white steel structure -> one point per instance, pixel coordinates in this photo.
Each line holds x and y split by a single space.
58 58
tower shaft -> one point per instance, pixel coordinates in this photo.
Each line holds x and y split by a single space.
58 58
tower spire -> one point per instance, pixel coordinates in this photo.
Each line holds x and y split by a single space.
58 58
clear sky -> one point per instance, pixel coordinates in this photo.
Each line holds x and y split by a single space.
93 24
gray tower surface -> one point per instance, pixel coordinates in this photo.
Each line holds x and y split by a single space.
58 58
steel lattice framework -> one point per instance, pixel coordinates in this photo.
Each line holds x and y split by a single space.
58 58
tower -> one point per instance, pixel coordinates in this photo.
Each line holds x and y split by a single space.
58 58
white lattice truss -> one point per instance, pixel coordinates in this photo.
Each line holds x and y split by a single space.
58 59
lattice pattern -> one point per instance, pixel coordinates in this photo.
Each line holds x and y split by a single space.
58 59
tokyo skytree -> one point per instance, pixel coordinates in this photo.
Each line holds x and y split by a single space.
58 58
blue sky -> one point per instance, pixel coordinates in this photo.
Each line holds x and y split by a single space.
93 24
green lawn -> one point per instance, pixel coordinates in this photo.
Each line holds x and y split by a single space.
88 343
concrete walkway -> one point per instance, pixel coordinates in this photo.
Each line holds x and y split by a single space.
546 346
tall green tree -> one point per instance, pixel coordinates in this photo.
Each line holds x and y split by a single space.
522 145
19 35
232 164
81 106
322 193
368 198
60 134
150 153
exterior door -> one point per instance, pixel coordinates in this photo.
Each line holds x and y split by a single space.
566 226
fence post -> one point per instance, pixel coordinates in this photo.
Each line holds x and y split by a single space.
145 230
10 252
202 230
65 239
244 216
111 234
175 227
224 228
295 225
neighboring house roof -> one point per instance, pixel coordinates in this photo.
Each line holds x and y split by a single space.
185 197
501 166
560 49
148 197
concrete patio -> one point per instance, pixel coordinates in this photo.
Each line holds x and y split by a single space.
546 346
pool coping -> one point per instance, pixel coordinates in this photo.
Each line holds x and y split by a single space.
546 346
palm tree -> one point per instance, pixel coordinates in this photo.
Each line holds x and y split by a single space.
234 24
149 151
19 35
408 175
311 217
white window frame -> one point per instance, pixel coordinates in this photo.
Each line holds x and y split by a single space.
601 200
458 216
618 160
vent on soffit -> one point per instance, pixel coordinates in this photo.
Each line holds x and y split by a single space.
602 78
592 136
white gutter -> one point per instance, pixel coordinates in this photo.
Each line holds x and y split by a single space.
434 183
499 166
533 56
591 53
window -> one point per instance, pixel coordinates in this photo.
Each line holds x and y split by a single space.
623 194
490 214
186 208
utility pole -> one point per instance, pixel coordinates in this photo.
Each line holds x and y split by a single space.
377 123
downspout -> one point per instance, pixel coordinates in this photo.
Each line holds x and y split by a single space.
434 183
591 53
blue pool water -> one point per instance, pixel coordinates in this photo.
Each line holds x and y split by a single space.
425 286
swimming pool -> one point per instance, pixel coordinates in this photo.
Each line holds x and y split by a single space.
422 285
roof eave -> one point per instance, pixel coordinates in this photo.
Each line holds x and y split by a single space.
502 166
-------------------------
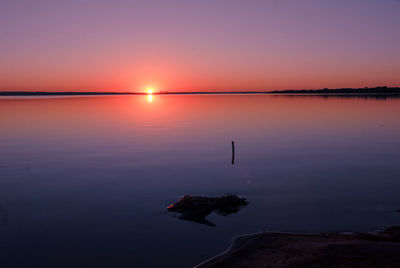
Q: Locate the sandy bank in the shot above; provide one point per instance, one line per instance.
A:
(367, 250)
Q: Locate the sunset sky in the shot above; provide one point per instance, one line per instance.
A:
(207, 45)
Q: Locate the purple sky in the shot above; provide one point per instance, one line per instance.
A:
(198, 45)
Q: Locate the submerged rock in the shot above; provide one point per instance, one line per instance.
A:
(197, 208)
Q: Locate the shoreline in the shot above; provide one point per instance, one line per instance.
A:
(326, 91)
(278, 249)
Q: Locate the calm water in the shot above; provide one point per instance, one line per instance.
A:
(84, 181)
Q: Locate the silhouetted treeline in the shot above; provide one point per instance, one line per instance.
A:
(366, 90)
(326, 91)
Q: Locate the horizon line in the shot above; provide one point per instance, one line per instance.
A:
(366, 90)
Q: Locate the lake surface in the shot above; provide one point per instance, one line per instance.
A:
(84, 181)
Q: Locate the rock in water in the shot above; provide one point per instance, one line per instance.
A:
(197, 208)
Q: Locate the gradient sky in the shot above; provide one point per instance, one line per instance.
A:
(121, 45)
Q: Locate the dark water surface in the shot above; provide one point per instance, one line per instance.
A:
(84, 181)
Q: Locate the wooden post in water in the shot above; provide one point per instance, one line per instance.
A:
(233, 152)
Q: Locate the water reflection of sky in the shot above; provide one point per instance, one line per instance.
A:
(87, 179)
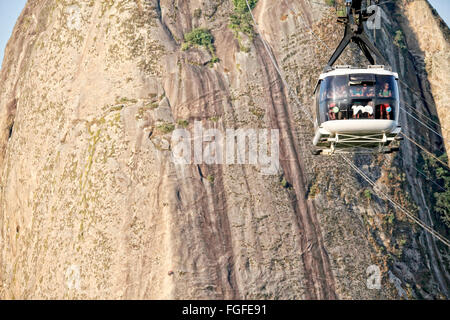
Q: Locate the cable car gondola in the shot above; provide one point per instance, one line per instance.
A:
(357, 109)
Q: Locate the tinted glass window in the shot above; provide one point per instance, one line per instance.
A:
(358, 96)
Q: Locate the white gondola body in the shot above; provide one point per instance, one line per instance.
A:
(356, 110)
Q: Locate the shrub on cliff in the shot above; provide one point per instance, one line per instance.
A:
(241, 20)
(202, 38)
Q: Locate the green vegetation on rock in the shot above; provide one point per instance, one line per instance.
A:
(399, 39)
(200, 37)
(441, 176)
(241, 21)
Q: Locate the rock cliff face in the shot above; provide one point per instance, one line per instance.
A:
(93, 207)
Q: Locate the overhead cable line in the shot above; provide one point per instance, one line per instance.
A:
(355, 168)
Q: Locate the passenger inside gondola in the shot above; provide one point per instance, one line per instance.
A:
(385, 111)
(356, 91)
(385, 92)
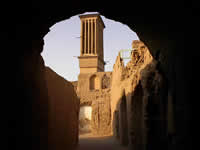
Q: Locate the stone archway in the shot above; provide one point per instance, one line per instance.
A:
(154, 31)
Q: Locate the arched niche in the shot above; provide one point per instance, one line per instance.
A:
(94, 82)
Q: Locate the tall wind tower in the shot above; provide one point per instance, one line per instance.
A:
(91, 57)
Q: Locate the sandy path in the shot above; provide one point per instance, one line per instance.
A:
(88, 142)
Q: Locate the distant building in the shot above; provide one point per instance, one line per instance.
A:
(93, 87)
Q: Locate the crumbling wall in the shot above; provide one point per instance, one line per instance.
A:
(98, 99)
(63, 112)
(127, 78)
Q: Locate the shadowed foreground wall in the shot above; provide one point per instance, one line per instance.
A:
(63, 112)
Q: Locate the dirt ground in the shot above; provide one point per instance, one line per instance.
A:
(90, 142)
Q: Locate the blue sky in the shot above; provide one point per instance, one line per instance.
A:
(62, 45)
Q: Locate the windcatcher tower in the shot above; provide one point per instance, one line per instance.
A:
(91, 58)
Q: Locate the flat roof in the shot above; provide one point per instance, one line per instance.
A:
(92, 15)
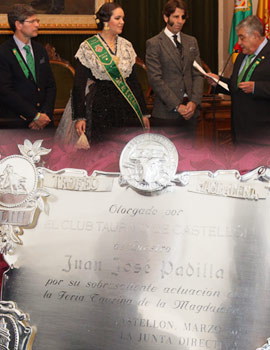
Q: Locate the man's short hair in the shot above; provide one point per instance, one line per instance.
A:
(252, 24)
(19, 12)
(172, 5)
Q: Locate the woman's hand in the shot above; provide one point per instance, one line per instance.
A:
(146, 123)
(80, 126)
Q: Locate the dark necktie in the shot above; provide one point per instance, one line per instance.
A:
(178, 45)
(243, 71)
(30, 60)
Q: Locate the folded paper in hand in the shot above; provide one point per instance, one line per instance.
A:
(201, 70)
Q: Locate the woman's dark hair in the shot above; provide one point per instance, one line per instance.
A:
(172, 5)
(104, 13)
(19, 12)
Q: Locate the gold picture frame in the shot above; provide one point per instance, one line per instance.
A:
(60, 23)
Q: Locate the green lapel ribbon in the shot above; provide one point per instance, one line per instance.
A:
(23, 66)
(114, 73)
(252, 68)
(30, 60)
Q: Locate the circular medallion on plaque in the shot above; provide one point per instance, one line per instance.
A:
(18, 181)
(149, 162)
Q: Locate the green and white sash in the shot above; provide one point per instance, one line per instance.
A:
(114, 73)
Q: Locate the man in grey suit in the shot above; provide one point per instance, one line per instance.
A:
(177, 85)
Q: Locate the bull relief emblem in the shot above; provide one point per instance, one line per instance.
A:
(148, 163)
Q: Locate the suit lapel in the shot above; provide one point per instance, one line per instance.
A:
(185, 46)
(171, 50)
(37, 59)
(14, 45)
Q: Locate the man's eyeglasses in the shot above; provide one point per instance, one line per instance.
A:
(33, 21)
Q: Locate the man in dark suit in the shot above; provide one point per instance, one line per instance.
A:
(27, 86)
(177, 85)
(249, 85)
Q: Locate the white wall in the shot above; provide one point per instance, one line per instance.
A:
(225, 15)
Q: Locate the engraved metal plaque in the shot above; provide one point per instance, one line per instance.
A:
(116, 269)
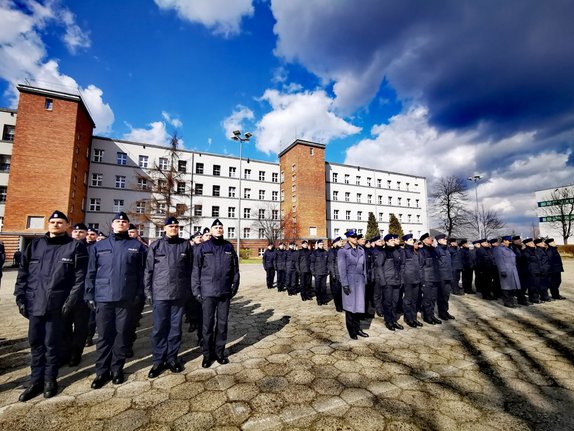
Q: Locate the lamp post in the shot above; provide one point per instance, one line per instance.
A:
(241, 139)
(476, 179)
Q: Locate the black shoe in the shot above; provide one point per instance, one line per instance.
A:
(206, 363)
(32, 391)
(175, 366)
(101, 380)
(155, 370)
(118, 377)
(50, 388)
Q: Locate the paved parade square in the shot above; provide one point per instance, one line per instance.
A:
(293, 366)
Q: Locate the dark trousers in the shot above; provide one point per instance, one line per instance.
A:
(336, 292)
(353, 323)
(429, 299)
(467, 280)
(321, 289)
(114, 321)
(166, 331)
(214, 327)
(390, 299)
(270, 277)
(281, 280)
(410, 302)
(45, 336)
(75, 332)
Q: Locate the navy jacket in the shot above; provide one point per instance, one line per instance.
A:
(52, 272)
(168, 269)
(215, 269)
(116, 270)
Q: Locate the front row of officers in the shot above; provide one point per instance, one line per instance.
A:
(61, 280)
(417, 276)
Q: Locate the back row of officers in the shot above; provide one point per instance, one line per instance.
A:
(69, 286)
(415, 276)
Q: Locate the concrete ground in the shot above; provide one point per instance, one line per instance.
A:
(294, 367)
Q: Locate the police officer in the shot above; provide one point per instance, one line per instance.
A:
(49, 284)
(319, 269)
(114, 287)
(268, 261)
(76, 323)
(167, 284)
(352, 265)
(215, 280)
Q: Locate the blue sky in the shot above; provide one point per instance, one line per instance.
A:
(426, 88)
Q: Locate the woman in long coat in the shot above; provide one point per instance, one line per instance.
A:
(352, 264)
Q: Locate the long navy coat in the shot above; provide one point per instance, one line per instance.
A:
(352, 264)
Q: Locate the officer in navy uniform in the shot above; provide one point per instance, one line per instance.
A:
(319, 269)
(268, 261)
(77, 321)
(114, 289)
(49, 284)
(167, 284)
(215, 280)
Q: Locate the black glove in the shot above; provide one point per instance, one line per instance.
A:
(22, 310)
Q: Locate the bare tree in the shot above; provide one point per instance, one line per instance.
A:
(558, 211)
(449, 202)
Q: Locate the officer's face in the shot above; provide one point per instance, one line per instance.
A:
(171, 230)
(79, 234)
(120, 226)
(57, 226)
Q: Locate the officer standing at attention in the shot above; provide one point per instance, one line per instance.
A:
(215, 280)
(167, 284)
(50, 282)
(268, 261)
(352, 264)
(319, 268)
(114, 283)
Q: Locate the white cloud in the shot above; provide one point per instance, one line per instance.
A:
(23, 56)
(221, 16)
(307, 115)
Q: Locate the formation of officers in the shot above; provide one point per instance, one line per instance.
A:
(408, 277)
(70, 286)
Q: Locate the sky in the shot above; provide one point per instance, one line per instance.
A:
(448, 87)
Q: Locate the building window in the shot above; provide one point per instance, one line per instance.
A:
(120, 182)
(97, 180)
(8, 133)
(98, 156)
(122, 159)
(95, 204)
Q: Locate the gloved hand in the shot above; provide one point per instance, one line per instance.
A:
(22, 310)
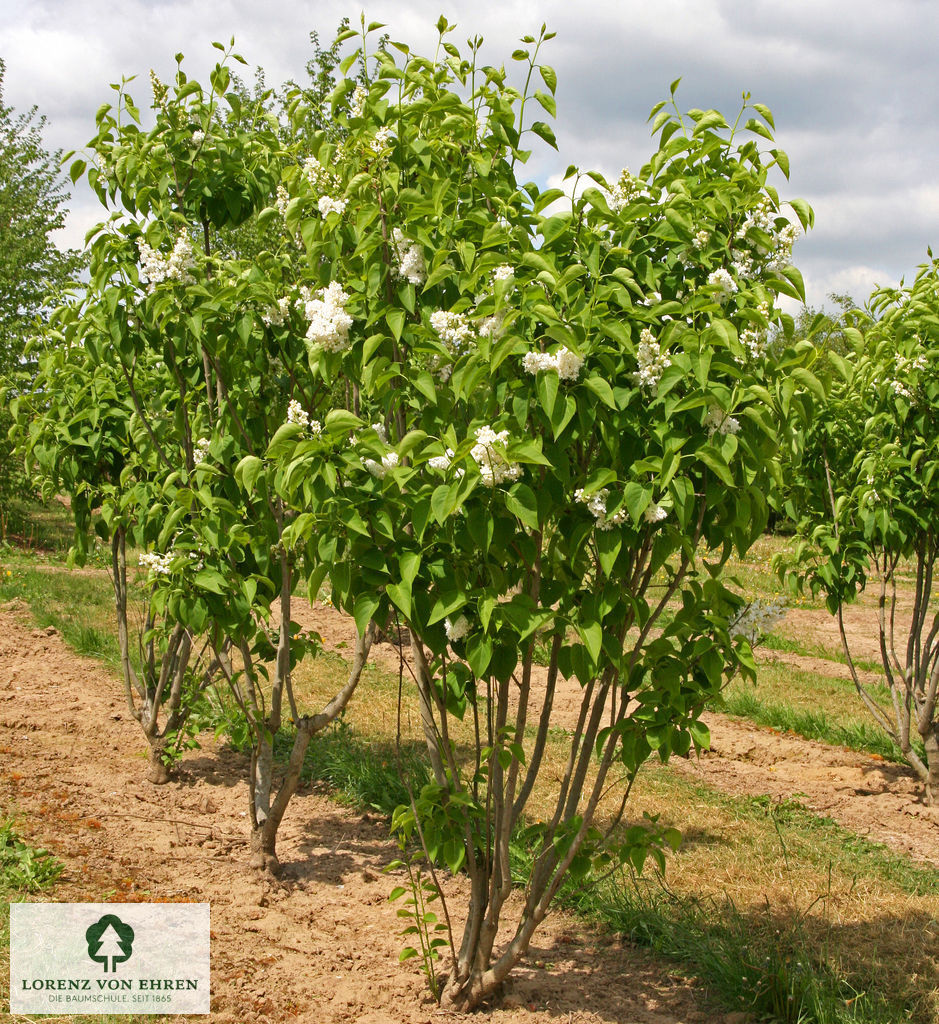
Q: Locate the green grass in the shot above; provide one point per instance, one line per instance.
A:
-------------------------
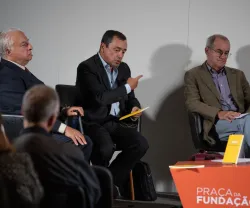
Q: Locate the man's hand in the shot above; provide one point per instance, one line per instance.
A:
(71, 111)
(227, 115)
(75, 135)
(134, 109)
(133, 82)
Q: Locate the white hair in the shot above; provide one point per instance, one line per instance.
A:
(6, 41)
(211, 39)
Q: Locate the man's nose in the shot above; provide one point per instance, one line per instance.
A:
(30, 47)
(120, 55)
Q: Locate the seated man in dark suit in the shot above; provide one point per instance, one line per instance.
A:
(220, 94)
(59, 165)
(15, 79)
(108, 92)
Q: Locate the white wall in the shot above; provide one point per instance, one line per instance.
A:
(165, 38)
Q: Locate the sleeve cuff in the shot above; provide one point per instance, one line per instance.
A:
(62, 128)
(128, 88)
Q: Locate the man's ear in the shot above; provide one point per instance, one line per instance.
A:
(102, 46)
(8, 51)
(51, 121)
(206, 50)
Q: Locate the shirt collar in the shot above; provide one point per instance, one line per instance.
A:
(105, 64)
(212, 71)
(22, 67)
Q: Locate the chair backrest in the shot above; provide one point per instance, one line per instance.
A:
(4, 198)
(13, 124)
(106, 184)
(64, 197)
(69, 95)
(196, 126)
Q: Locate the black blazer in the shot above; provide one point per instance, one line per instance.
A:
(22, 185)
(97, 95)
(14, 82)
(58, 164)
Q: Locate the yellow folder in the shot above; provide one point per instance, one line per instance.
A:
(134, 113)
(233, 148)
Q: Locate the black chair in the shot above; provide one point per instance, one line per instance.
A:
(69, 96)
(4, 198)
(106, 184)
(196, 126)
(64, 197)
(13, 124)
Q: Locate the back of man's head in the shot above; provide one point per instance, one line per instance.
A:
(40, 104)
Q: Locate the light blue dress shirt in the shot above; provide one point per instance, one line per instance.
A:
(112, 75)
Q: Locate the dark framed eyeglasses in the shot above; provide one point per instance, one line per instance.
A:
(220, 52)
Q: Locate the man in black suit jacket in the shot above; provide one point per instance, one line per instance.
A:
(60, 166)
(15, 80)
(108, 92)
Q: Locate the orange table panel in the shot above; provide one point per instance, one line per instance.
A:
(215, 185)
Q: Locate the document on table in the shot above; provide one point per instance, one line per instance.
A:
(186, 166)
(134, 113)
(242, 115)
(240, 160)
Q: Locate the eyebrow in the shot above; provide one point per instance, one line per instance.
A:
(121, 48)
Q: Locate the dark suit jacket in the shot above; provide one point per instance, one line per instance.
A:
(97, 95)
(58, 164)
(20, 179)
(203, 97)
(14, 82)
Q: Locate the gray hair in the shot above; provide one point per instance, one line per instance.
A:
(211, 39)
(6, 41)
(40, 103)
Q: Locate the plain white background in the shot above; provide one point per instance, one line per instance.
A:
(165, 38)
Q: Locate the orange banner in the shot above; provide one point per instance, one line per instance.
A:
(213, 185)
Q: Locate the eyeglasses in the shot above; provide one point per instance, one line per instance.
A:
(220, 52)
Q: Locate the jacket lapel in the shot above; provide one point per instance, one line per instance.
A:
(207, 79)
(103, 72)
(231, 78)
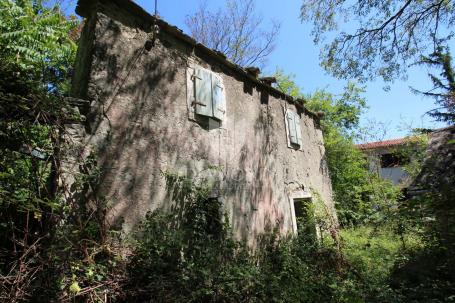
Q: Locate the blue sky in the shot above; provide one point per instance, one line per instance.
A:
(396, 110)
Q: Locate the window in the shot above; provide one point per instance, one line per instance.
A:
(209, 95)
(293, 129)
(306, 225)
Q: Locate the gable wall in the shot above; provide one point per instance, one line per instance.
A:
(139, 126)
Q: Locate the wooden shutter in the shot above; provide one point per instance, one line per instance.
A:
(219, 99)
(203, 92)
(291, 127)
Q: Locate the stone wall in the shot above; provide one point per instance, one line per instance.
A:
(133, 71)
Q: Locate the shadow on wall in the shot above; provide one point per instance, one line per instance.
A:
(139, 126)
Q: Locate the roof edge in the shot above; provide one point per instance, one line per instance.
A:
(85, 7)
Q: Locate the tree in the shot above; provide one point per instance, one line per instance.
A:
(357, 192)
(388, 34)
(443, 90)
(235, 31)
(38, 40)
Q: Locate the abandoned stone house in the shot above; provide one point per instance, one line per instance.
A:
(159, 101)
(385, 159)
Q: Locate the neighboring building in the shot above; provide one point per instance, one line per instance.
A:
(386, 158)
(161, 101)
-------------------------
**WHAT YOU WILL DO**
Tally up the lines holding the string "navy" in the data above, and respond with nothing but the number.

**EXPECTED OUTPUT**
3